#### PROBLEM DETAILS:
Answer these questions from the text on quantity of goods:
1. Which metals are added to gold coins to make them hard and durable?
2. What number was present-day world gold production divided by?
3. How many gold references were found in the source material?

#### QUOTED PASSAGE:
+===+

Saturday, April 21, 2018

Quantity of Goods (trade)

The mass of goods produced that is used, with references, to determine the cost per material quantity of the good in question. We need to know how much beer exists in the system, what weight of bricks, how many head of cattle, how many yards of cloth and so on, before we can begin to assign a price to a glass of ale, a block of stone, a pound of meat, a cloak or anything else.

Gold Production

The cost of everything in the system is based, first and foremost, on the value of gold. Gold is measured in both pure ounces and in coins, the latter being a metal alloy (added nickel, manganese and silver) that gives it hardness and durability. Our first task is to assign an amount of gold equal to one reference - that is, the amount of gold produced in an average location over the course of a year.

We have three methods of determining how much gold that would be.

Method 1: relying on my numbers. I began by taking the total amount of gold produced in the world in the present day and dividing that number by 500, as an approximate ratio to reflect both population change and industrialization, giving me a number for world gold production for 1650 (the date of my world): 311,529 oz. This is then compared by the total number of times I have found 'gold' associated with places and geographical regions in my source material (an encyclopedia, examined page by page): the number of gold references being 236. This gives us a total of around 1,320 oz. of gold produced per reference, per year.

+===+

#### STORED DATA:

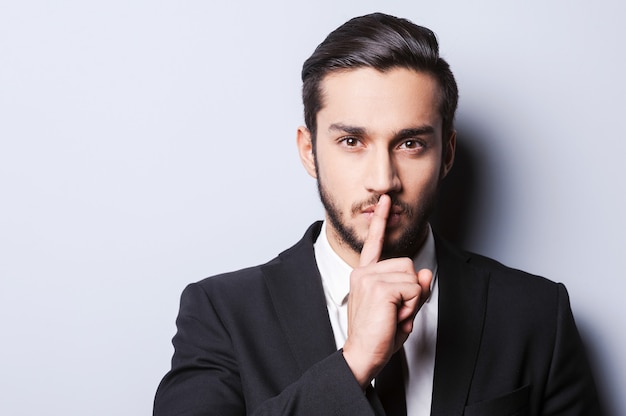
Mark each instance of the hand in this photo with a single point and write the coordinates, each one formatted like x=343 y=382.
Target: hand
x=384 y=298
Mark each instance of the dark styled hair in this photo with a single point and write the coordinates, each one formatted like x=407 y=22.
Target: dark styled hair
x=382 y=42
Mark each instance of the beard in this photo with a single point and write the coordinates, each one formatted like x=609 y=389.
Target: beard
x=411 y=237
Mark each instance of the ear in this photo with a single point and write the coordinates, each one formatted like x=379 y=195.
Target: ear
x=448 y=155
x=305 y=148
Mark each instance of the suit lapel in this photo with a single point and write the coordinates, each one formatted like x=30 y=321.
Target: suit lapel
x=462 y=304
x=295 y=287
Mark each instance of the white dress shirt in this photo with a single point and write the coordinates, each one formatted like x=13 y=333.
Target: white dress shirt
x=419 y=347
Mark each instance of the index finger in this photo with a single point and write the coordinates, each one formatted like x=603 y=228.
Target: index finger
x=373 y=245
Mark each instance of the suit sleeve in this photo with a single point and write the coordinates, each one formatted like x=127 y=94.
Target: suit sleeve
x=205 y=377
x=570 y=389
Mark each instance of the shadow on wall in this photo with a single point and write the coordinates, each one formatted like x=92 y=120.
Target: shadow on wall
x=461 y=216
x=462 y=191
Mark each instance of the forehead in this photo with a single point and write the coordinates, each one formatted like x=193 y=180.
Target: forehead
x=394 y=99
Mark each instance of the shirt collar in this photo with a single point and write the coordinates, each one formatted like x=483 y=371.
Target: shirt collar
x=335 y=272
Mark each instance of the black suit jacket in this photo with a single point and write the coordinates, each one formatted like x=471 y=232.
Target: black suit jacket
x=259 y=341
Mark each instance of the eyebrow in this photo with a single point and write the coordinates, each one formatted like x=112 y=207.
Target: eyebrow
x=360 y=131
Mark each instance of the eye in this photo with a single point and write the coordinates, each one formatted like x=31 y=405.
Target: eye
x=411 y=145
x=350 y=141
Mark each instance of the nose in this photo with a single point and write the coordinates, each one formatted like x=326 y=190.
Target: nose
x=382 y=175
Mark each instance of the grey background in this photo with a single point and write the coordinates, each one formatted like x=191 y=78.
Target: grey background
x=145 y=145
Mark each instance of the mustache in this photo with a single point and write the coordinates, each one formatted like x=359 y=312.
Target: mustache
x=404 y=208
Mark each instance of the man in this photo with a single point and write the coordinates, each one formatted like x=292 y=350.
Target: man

+===+

#### RESULT OF THE EXERCISE:
1. Nickel, manganese and silver.
2. 500.
3. 236.